Story | 13 July 2026

PML welcomes UK ratification of the High Seas Treaty

A “landmark moment” for ocean protection, with PML experts warning that the real challenge now lies in delivery.

Open ocean. Pierre Goiffon | Unsplash

Open ocean. Pierre Goiffon | Unsplash

Plymouth Marine Laboratory (PML) has welcomed the UK Government’s ratification of the Biodiversity Beyond National Jurisdiction Agreement (BBNJ Agreement), also known as the High Seas Treaty, which is designed to help protect the two-thirds of the world’s Ocean that exist beyond national jurisdiction.

On 10 July it was announced that the UK Foreign Secretary had formally deposited the ratification document with the United Nations in New York, completing the final step of a process that began when the UK was among the first countries to sign the Agreement in 2023.

The Treaty establishes, for the first time, a legal framework for the conservation and sustainable use of biodiversity in the nearly two-thirds of the world’s Ocean that lies beyond national jurisdiction. It includes mechanisms to create marine protected areas on the high seas, helping to conserve vulnerable habitats and species for future generations.

PML has been involved from the outset in helping shape the Treaty’s implementation, convening international experts, providing input on BBNJ as members of international advisory committees, contributing to the UK’s own BBNJ legislation, delivering international training on science and the BBNJ, and developing research programs to address knowledge gaps.

Earlier this year, PML led a scientific delegation to the Third BBNJ Symposium in Rio de Janeiro, where Professor Matt Frost, PML’s Head of the International Office, chaired a satellite event on climate-smart pathways for the high seas – an area of research being led by PML’s Professor Ana Queiros and vital to ensure long-term success for BBNJ implementation.

— Work instruction 1 —
List the ways the High Seas Treaty article says PML has helped shape the Treaty's implementation.
— Work instruction 2 —
Write what comes next in the High Seas Treaty article, picking up after its final paragraph.
The material after this point comes from a separate source.

— Supplied records —
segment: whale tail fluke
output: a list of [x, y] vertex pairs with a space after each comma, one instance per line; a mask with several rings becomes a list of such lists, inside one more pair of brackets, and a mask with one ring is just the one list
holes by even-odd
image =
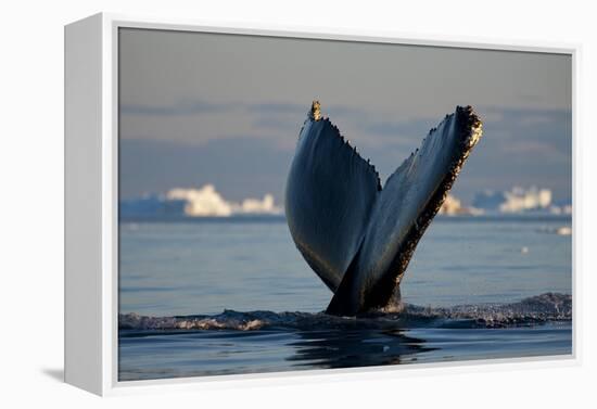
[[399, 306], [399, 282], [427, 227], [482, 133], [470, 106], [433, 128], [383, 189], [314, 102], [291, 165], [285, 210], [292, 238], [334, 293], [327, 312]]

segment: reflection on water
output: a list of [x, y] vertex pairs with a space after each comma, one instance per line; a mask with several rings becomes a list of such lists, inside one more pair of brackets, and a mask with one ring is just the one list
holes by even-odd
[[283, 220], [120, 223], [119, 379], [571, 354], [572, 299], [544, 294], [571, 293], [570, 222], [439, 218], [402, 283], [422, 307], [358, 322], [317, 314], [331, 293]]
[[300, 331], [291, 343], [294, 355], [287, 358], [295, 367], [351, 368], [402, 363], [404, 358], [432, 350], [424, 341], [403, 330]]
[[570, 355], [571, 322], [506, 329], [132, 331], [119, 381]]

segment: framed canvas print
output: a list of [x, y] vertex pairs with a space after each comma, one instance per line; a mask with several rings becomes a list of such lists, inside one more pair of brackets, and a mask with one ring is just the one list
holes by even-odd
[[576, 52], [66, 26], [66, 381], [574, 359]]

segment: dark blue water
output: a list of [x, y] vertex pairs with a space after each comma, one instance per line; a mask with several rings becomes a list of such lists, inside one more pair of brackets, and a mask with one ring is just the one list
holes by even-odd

— Result 1 —
- Convening international experts
- Providing input on BBNJ as members of international advisory committees
- Contributing to the UK's own BBNJ legislation
- Delivering international training on science and the BBNJ
- Developing research programs to address knowledge gaps

— Result 2 —
“The BBNJ is an incredible opportunity, including in terms of how it will facilitate sustainable development, greater ocean equity and global marine protection goals. But making the rules is actually only the beginning – ensuring delivery is where the real challenge lies,” said Professor Frost.

“This unprecedented exercise in global diplomacy requires the strategic mobilisation of the best available scientific data, expertise and technology, alongside major capacity-building in those geographic areas where resources have historically been limited or inaccessible.”

PML researchers also published a comprehensive scientific roadmap for delivering on the Treaty’s ambitions, identifying critical knowledge gaps and the innovations needed to close them across the Treaty’s four pillars: Marine Genetic Resources, Area-based Management, Environmental Impact Assessments, and Capacity Building and Technology Transfer.

Less than 30% of the deep sea has been mapped to modern standards and an estimated 90% of marine species remain undiscovered, underlining the scale of the scientific challenge now facing the Treaty’s implementation.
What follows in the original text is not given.